DATA SUPPLIED:
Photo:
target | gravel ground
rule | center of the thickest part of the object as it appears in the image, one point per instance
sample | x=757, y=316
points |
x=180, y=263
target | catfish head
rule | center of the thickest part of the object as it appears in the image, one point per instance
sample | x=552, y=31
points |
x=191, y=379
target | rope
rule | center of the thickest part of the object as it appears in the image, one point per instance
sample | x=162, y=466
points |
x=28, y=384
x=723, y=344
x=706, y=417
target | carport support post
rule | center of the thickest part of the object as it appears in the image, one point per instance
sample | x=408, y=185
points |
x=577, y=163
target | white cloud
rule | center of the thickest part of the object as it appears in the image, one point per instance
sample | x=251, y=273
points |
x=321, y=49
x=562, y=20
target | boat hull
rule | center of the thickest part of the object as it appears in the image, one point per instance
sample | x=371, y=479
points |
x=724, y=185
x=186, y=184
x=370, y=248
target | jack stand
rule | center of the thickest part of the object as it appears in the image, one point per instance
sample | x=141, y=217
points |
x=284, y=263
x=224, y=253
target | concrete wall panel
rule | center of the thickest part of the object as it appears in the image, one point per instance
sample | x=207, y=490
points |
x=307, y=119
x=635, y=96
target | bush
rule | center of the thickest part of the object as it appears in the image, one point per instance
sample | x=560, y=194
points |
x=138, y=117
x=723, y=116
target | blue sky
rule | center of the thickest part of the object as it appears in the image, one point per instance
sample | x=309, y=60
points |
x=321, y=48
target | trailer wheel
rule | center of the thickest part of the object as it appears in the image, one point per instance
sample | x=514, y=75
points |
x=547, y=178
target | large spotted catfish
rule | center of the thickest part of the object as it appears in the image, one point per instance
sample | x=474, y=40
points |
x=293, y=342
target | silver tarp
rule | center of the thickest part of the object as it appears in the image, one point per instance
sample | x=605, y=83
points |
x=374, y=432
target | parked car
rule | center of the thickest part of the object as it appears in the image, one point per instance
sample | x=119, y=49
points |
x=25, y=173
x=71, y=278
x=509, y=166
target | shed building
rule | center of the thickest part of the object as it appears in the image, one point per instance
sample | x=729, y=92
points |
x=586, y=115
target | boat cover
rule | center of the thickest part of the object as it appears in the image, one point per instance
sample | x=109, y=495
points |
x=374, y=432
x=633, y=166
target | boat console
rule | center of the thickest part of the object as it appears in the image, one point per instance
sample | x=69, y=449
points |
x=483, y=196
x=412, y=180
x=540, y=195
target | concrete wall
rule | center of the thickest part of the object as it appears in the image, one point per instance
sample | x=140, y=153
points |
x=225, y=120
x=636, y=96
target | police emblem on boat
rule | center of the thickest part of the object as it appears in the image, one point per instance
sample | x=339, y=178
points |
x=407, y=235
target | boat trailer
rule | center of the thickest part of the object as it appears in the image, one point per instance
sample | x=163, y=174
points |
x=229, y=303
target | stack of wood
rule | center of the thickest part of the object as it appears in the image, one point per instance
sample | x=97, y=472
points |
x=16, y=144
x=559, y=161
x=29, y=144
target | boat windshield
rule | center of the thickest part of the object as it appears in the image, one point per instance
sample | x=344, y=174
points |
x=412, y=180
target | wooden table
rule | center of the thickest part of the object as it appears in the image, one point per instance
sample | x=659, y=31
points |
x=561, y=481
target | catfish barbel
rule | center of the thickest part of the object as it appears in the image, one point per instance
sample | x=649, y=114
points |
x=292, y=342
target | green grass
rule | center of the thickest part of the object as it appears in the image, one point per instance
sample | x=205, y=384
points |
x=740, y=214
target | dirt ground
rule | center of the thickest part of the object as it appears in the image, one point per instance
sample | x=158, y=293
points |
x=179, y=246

WHAT THE TASK ASKS: Edit the rows above so that every "thickest part" becomes "widest part", and leave everything else unchanged.

ANSWER TO THIS PROBLEM:
Photo:
target | gravel ground
rule | center of the widest part of the object as it appears in the image, one point per instance
sample | x=757, y=316
points |
x=180, y=263
target | catfish head
rule | center of the widest part of the object as it appears in the image, one point per instance
sample | x=552, y=31
points |
x=191, y=379
target | rope
rule | center of the widest part of the object as it appears in the image, one point per instance
sample | x=162, y=466
points |
x=28, y=384
x=723, y=344
x=706, y=417
target | carport support post
rule | center of the widest part of the object as it appears in the image, one point per instance
sample | x=408, y=185
points |
x=577, y=163
target | white cloud
rule | center of the widest part of the object as it appears in the image, one point per instance
sample | x=251, y=273
points |
x=321, y=49
x=562, y=20
target | boat hull
rule | center of the widest part of the object as it appears in the image, one point per instance
sample | x=371, y=479
points |
x=724, y=185
x=186, y=184
x=370, y=248
target | jack stand
rule | center of the widest part of the object as it appears in the image, one point per instance
sample | x=141, y=217
points |
x=284, y=263
x=224, y=253
target | concrete wall panel
rule | center of the widest part of the object as it appears in the image, one point per instance
sample | x=207, y=490
points |
x=307, y=119
x=635, y=96
target | bush
rule | center of the widest part of the object as it appears in the image, one point per instance
sample | x=560, y=194
points |
x=138, y=117
x=723, y=116
target | blue sky
rule | center of the widest part of the object as it appears in the image, one point per instance
sample | x=309, y=60
points |
x=321, y=48
target | trailer wheel
rule | center of the widest part of the object as it appears in the image, one point per instance
sample | x=514, y=75
points |
x=547, y=178
target | large spotted catfish
rule | center of the widest part of the object as it appears in the image, one point per instance
sample | x=474, y=40
points |
x=293, y=342
target | silver tarp
rule | center of the widest part of the object as it appears in the image, one point per instance
sample | x=605, y=83
points |
x=374, y=432
target | parked car
rule | center of the widest part of the object as it appears in the image, one point per instance
sample | x=119, y=49
points |
x=25, y=173
x=71, y=278
x=509, y=166
target | shed building
rule | center of the widest part of the object as it appears in the image, one point per instance
sample | x=729, y=92
points |
x=586, y=115
target | boat cover
rule | center of the widest part of the object as it appears in the image, one point per instance
sample | x=109, y=495
points |
x=374, y=432
x=633, y=166
target | boat console
rule | center of the widest part of the object as it appears in the image, one point per instance
sample | x=69, y=449
points |
x=483, y=196
x=412, y=180
x=540, y=195
target | concrete wall
rule | center of the widest part of the object as it appears in the image, one point per instance
sample | x=140, y=153
points |
x=225, y=120
x=636, y=96
target | police emblem on boat
rule | center of the widest part of the object as it appears in the image, one point per instance
sample | x=339, y=178
points |
x=407, y=235
target | boat trailer
rule | center of the widest part of the object as it appears in the image, one point per instance
sample | x=163, y=174
points |
x=229, y=303
target | stack of wood
rule | center of the widest part of the object as it appears in the image, one point per instance
sample | x=97, y=472
points |
x=16, y=144
x=559, y=161
x=29, y=144
target | boat windshield
rule | center of the widest part of the object as it appears in the image, one point per instance
sample | x=344, y=174
points |
x=412, y=180
target | wooden table
rule | center of the widest part of the object as it appears in the image, one point per instance
sample | x=659, y=31
points |
x=561, y=481
target | catfish barbel
rule | center of the widest part of the object as it appears in the image, one point per instance
sample | x=649, y=114
points |
x=292, y=342
target | green grass
rule | center of the widest part of the object as it appears in the image, one point per instance
sample | x=205, y=384
points |
x=740, y=214
target | dirt ground
rule | center of the widest part of the object as it appears in the image, one point per instance
sample | x=158, y=293
points |
x=179, y=246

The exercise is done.